» **Given data**:
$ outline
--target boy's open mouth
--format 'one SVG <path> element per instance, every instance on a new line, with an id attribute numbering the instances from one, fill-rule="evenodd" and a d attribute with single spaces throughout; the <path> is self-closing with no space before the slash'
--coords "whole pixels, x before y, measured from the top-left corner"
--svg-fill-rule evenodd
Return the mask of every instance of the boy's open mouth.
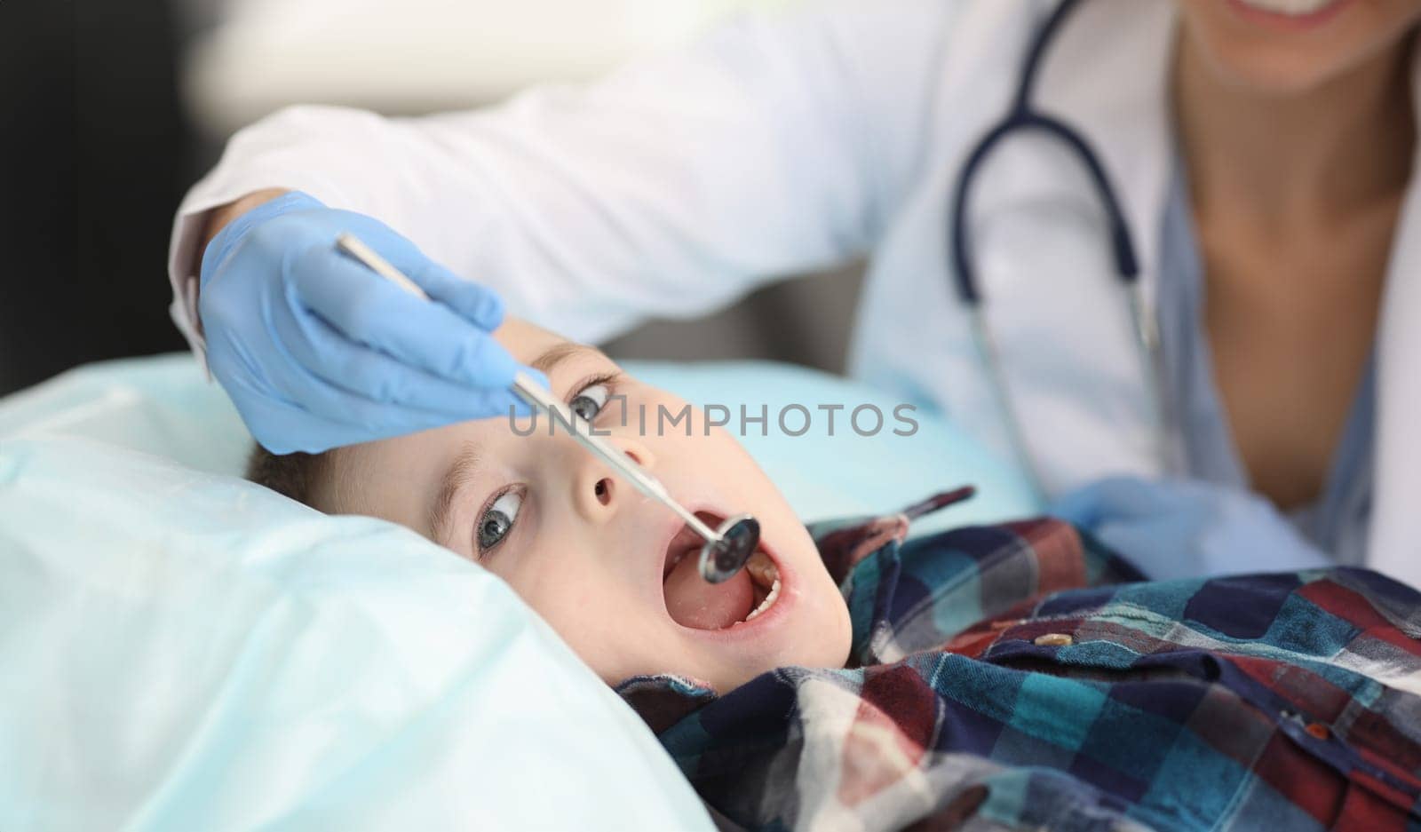
<path id="1" fill-rule="evenodd" d="M 695 514 L 710 528 L 725 521 L 725 517 L 709 511 Z M 703 544 L 701 535 L 686 525 L 666 545 L 661 585 L 672 620 L 698 630 L 723 630 L 753 620 L 774 606 L 780 596 L 780 572 L 763 549 L 756 549 L 735 578 L 725 584 L 706 584 L 699 566 Z"/>

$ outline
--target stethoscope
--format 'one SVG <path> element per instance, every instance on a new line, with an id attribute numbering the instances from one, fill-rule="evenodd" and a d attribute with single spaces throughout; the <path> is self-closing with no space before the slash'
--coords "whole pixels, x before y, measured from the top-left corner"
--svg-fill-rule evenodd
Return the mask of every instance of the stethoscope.
<path id="1" fill-rule="evenodd" d="M 978 284 L 976 273 L 972 267 L 972 243 L 966 233 L 966 207 L 968 195 L 972 187 L 972 177 L 976 176 L 988 155 L 1002 142 L 1002 139 L 1010 136 L 1015 131 L 1042 131 L 1050 136 L 1056 136 L 1067 148 L 1070 148 L 1071 152 L 1074 152 L 1076 158 L 1090 175 L 1096 193 L 1100 196 L 1100 202 L 1106 207 L 1106 217 L 1110 223 L 1110 241 L 1115 260 L 1115 275 L 1120 280 L 1124 302 L 1128 307 L 1130 319 L 1134 324 L 1135 346 L 1140 351 L 1140 361 L 1144 365 L 1144 375 L 1150 388 L 1150 400 L 1155 410 L 1152 415 L 1155 426 L 1154 440 L 1158 456 L 1167 467 L 1172 459 L 1169 447 L 1171 432 L 1168 430 L 1165 422 L 1169 407 L 1164 399 L 1164 365 L 1160 349 L 1158 322 L 1155 319 L 1154 308 L 1147 301 L 1144 290 L 1140 285 L 1140 263 L 1135 258 L 1135 244 L 1130 234 L 1130 226 L 1125 223 L 1124 213 L 1120 209 L 1120 200 L 1115 197 L 1115 192 L 1106 177 L 1106 169 L 1100 163 L 1100 156 L 1096 155 L 1086 138 L 1061 121 L 1032 106 L 1032 91 L 1036 85 L 1036 77 L 1040 71 L 1046 48 L 1050 45 L 1052 38 L 1056 37 L 1061 23 L 1064 23 L 1077 6 L 1080 6 L 1080 0 L 1061 0 L 1061 3 L 1052 11 L 1050 17 L 1046 18 L 1046 23 L 1037 30 L 1036 37 L 1032 40 L 1030 50 L 1026 53 L 1026 62 L 1023 64 L 1022 75 L 1016 85 L 1016 95 L 1012 99 L 1010 111 L 1007 111 L 1006 118 L 990 128 L 976 146 L 972 148 L 972 152 L 968 153 L 968 160 L 962 166 L 962 172 L 958 175 L 958 183 L 952 197 L 951 240 L 958 300 L 962 301 L 971 315 L 972 336 L 976 342 L 978 355 L 986 368 L 986 375 L 992 386 L 992 395 L 998 402 L 999 410 L 1005 416 L 1012 447 L 1015 449 L 1017 457 L 1020 457 L 1023 469 L 1033 478 L 1039 493 L 1044 493 L 1043 478 L 1027 450 L 1026 437 L 1022 430 L 1022 420 L 1012 403 L 1012 396 L 1006 389 L 1000 352 L 996 348 L 996 339 L 992 336 L 992 329 L 986 322 L 986 315 L 983 314 L 980 285 Z"/>

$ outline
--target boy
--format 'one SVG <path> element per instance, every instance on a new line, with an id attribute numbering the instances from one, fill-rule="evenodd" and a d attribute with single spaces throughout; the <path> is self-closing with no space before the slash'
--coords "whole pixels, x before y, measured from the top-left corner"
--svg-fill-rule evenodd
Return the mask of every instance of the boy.
<path id="1" fill-rule="evenodd" d="M 1421 823 L 1421 596 L 1378 575 L 1138 584 L 1034 520 L 905 542 L 806 530 L 749 456 L 601 352 L 497 339 L 705 520 L 747 511 L 733 581 L 566 433 L 504 419 L 252 476 L 405 524 L 507 581 L 647 718 L 726 828 L 1403 829 Z M 695 417 L 692 417 L 695 419 Z"/>

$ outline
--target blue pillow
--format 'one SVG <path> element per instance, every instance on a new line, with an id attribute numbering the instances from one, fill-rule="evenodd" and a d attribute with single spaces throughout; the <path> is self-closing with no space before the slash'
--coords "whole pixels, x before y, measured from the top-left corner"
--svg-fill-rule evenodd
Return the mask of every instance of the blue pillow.
<path id="1" fill-rule="evenodd" d="M 942 417 L 769 363 L 630 362 L 759 415 L 746 447 L 806 518 L 1030 513 Z M 811 422 L 787 436 L 780 412 Z M 844 405 L 834 434 L 820 405 Z M 847 422 L 878 407 L 884 427 Z M 786 413 L 799 432 L 803 417 Z M 860 413 L 860 427 L 874 422 Z M 388 522 L 242 481 L 250 449 L 186 356 L 0 400 L 0 829 L 709 829 L 645 726 L 497 578 Z"/>

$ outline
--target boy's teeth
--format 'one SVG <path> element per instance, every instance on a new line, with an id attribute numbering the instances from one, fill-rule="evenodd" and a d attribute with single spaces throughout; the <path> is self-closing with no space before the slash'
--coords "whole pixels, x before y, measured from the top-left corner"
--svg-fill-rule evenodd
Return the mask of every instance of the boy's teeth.
<path id="1" fill-rule="evenodd" d="M 1252 6 L 1273 14 L 1303 16 L 1316 14 L 1333 4 L 1334 0 L 1243 0 L 1245 6 Z"/>
<path id="2" fill-rule="evenodd" d="M 756 549 L 755 554 L 750 555 L 750 559 L 745 562 L 745 571 L 749 572 L 750 578 L 753 578 L 760 586 L 770 586 L 780 576 L 780 571 L 774 566 L 774 561 L 772 561 L 770 557 L 760 549 Z"/>
<path id="3" fill-rule="evenodd" d="M 770 568 L 773 568 L 773 564 L 770 565 Z M 745 616 L 745 620 L 752 620 L 755 619 L 755 616 L 774 606 L 774 602 L 779 598 L 780 598 L 780 579 L 776 578 L 774 584 L 770 585 L 770 593 L 764 596 L 764 601 L 760 602 L 760 606 L 756 606 L 755 609 L 750 611 L 750 615 Z"/>

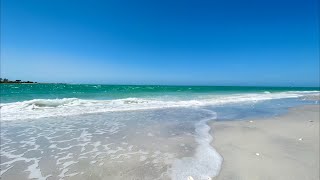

» **Request**: Report every line above that contains the string "blue", matching case exactly.

» **Solved problem**:
--target blue pillow
Return the mask of every instance of the blue pillow.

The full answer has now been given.